■ **Written problem 1**: In the records, from their first line through the line containing "185 59 L 186", swap "man wearing cap" for "man in a baseball cap" and write those lines out again with everything else unchanged. Leave out the pictures.

* BEGIN Extract *

Re: Pedagogical genres -- the what & the how....

From: Paul Prior (p-prior@uiuc.edu)
Date: Wed Feb 02 2000 - 16:43:53 PST


Judy,

I'm not sure if we do differ in our reading of Freedman. When I made the
point about representing school as fairly dysfunctional, I was alluding
(vaguely) to the same preference you're noting, that schools should move
ever closer to workplaces. And I agree with your later point, that schools
(though very problematic--yet which alternative social organizations of the
past were free of problems?) have a critical function in producing the
kinds of societies most of us live in (fairly global, complex, rapidly
changing, fairly literate and technological, full of serious games intended
to create personal and social change). I actually think many people do
learn things in school that help them in learning other things outside of
school (and vice versa for that matter). I also think that school is
actually a critical social prototype for an expansive development of
tertiary artifacts. Rereading Luria's Uzbekistani data as well as Scribner
(another co-thread here), I am really struck by how much the non-schooled
responses are simply refusals to play the game the experimenters proposed
they play.

And your comments (re: polar oppposites) on what is useful also make sense
to me. Representations and rules *may* be useful in the learning process
without being sound theoretically or without totally accounting for the
fully embodied practice. They are presumably tools for regulating
practice, for channeling attention and managing affect and the like. For
example, the usual school definitions of paragraphs are fairly obviously
wrong or useless, yet I can see that for students who bring the right
literate experiences to those rules they can help with the writing of
common school genres. On the other hand, they do nothing or worse for
students who don't bring those experiences, and I don't see any such value
in many of the rules and representations, and (as Rand Spiro has suggested
in some interesting studies) there's always the question of how to balance
immediate clarity with an eventual need for messy complexity, which is
actually a key thread of Dias et al's argument. I guess the question then
is how to determine the immediate and longer-term consequences of such
representations and rules.

* END Extract *

■ **Written problem 2**: Translate this sentence from the email on pedagogical genres into Spanish: "I actually think many people do learn things in school that help them in learning other things outside of school (and vice versa for that matter)."

* BEGIN Supplied material *

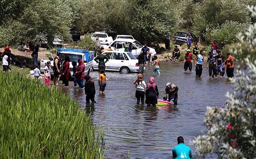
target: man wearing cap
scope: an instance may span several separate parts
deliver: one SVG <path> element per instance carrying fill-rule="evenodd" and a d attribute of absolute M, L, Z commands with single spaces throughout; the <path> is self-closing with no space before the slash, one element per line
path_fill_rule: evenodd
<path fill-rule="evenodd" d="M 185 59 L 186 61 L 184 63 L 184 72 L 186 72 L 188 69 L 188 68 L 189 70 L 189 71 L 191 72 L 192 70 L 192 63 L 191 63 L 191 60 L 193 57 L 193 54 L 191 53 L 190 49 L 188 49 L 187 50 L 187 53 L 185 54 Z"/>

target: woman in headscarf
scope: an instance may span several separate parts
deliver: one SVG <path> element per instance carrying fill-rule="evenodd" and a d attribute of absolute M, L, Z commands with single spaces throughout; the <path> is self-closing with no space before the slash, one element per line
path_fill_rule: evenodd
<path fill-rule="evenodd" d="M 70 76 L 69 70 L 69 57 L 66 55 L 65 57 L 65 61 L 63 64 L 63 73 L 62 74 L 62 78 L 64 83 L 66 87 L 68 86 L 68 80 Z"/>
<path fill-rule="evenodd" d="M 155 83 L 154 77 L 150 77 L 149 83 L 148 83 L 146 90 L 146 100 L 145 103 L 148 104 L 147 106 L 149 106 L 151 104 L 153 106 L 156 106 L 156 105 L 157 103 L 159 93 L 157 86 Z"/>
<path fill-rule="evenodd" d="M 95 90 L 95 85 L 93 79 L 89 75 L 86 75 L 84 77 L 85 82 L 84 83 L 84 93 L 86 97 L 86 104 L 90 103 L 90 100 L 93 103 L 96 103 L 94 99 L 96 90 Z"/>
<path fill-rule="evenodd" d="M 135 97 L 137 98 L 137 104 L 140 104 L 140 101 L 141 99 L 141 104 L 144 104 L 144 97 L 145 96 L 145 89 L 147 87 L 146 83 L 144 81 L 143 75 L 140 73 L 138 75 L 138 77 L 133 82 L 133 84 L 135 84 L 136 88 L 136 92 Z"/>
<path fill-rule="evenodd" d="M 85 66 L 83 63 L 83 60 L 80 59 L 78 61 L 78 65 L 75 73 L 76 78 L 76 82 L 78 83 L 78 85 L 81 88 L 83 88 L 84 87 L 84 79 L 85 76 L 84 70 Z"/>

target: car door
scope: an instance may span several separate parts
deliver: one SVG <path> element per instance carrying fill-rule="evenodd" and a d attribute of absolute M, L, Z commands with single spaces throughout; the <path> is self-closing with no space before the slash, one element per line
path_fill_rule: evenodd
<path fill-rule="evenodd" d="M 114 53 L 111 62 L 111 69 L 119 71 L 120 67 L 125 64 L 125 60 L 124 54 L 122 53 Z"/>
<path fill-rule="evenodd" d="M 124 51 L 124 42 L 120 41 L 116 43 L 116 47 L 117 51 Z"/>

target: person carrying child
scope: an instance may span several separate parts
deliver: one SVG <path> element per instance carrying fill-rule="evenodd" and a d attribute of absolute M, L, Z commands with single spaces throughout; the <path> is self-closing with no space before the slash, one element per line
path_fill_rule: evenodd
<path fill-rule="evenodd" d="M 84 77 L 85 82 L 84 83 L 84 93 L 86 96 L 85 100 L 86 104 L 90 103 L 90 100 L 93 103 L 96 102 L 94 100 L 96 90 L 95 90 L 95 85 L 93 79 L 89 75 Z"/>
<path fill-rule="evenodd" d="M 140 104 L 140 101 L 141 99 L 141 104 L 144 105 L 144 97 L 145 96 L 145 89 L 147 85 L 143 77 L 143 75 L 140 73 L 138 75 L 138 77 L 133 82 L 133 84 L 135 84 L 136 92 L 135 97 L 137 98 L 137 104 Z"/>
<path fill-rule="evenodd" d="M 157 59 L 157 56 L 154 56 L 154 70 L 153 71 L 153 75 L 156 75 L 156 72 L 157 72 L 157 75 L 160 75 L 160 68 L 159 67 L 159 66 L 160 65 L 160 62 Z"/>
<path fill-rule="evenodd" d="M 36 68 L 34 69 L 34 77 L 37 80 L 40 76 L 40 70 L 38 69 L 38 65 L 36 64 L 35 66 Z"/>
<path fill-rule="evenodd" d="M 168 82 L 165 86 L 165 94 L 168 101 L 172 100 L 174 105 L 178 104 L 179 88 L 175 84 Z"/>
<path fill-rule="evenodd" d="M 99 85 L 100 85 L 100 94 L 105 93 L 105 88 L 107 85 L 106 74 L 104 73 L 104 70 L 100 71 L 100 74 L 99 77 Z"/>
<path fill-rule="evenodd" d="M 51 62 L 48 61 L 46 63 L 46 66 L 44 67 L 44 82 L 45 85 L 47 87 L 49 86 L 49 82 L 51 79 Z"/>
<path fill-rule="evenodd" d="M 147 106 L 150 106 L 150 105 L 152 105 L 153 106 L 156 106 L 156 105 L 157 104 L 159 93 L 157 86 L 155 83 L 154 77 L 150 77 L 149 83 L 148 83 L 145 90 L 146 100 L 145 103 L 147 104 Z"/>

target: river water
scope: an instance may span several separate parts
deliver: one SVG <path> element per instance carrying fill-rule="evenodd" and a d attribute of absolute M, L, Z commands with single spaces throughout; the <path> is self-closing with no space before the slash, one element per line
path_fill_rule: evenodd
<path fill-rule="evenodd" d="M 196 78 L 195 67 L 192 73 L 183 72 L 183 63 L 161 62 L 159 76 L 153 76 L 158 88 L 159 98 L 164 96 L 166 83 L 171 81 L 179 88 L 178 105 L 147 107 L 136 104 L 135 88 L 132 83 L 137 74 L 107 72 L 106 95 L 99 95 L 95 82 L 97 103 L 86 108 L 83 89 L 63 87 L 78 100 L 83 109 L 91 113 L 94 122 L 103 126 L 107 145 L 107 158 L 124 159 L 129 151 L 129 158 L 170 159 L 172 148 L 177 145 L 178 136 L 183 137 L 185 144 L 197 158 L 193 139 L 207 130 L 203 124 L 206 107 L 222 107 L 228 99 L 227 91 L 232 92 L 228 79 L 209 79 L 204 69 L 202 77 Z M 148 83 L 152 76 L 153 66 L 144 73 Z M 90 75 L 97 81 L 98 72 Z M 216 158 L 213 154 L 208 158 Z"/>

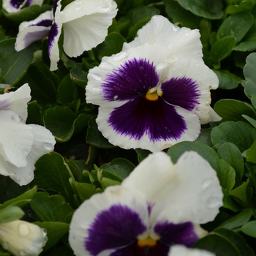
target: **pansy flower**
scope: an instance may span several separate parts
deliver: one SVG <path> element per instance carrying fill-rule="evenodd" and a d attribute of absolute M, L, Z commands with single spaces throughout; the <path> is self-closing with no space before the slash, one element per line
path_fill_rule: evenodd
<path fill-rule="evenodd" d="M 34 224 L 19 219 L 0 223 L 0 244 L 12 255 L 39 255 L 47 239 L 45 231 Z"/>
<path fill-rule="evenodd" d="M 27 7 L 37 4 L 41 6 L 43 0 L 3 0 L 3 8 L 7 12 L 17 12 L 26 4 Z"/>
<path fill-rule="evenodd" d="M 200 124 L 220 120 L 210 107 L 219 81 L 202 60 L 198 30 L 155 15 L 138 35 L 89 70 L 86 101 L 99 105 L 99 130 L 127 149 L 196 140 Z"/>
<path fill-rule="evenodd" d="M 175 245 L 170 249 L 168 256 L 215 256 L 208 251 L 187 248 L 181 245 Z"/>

* END Supplied material *

■ **Right answer 1**:
target: man in a baseball cap
scope: an instance may span several separate parts
deliver: one SVG <path> element per instance carrying fill-rule="evenodd" and a d attribute of absolute M, L, Z commands with single spaces throughout; the <path> is self-closing with no space before the slash, one element per line
path_fill_rule: evenodd
<path fill-rule="evenodd" d="M 185 59 L 186 61 L 184 63 L 184 72 L 186 72 L 188 69 L 188 68 L 189 70 L 189 71 L 191 72 L 192 70 L 192 63 L 191 63 L 191 60 L 193 57 L 193 54 L 191 53 L 190 49 L 188 49 L 187 50 L 187 53 L 185 54 Z"/>

■ **Right answer 2**: De hecho, creo que muchas personas sí aprenden en la escuela cosas que les ayudan a aprender otras cosas fuera de la escuela (y viceversa, ya puestos).